** start Supplied entries **

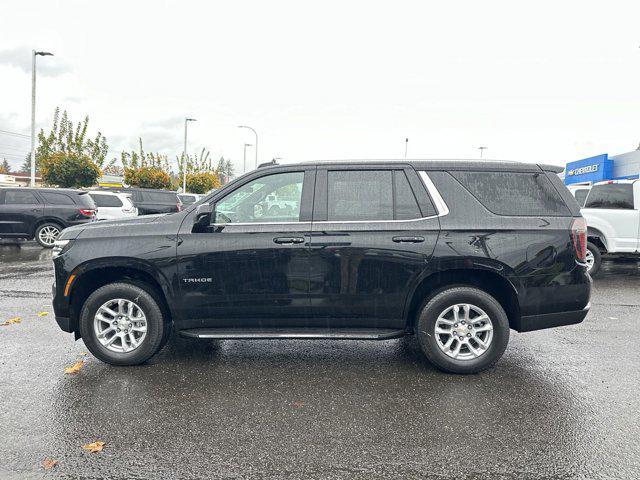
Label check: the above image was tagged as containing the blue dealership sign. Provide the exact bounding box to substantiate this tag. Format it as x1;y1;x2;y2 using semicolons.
564;153;613;185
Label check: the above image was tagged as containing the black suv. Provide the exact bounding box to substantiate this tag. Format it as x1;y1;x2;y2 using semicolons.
0;187;96;248
53;161;591;373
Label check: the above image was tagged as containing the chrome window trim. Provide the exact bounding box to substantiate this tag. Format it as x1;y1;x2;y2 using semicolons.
418;170;449;217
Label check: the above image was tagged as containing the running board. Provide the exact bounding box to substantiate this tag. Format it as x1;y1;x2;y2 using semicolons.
180;328;405;340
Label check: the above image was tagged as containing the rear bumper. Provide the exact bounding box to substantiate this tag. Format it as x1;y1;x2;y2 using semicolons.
517;304;591;332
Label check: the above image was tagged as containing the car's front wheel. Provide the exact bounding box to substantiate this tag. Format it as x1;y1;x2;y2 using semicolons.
80;282;168;365
35;223;62;248
416;287;509;373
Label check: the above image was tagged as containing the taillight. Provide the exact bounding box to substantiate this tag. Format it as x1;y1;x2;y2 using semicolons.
571;217;587;262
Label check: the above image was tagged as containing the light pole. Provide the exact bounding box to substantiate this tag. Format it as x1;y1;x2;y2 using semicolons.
238;125;258;168
182;118;197;193
31;50;53;187
242;143;253;173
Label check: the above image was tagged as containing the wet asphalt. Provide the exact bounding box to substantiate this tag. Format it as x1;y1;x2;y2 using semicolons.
0;243;640;479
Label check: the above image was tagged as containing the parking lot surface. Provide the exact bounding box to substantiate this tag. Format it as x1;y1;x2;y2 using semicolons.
0;244;640;479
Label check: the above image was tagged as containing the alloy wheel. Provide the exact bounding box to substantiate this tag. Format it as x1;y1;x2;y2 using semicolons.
435;303;493;360
93;298;147;353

** end Supplied entries **

(What is being asked): Rewrite all of the rows above as a JSON list of strings, with one string per line and no blank lines. Leave the pictures out.

(Expected output):
[
  "Label check: the above image was tagged as containing the blue dealership sign. Provide the exact bounding box to substantiate this tag. Format it as x1;y1;x2;y2 using semicolons.",
  "564;153;613;185",
  "Label check: the above image was tagged as containing the black suv. Provide the exact bounding box to substantiate this tag. Format it as x1;y1;x2;y2 using semicolons.",
  "0;187;96;248",
  "53;161;591;373",
  "Label check: the above image was tagged as containing the chrome window trim. Provide the exact bounding box to substantiate this tag. Format it as x1;y1;x2;y2 using semicolons.",
  "418;170;449;217",
  "Label check: the above image was tagged as containing the running board. Provide the exact bounding box to substantiate this tag. Format it as x1;y1;x2;y2 using semicolons.",
  "180;328;405;340",
  "Label check: the above image was tagged as containing the rear bumper. Provide the exact bounding box to substantiate this tag. Format it as x1;y1;x2;y2 using semicolons.",
  "517;304;591;332",
  "Label check: the above image was tagged as containing the car's front wheel. Provide the exact bounding box to substantiate this tag. Format it as x1;y1;x2;y2 using semicolons.",
  "80;282;168;365",
  "35;223;62;248",
  "416;287;509;373",
  "Label check: the above image was tagged as containing the taillight. Provide the exact bounding box to substantiate this tag. Format it as x1;y1;x2;y2 using semicolons.",
  "571;217;587;262",
  "Label check: the above image was tagged as containing the light pole. Provide the exact bounding box to substantiate this tag. Format it as x1;y1;x2;y2 using semicolons.",
  "238;125;258;168",
  "182;118;197;193",
  "31;50;53;187",
  "242;143;253;173",
  "Label check: the above image was tagged as containing the wet asphalt. Provide the exact bounding box to substantiate this tag. Format it as x1;y1;x2;y2 using semicolons.",
  "0;243;640;479",
  "Label check: the above image was tagged as containing the parking lot surface. Provide the exact bounding box to substantiate this tag. Format it as x1;y1;x2;y2 using semicolons.",
  "0;244;640;479",
  "Label check: the above image was tagged as containing the alloy wheel. Provide the exact bounding box to substantiate this tag. Format it as x1;y1;x2;y2 using semicolons.",
  "435;303;493;360",
  "93;298;147;353"
]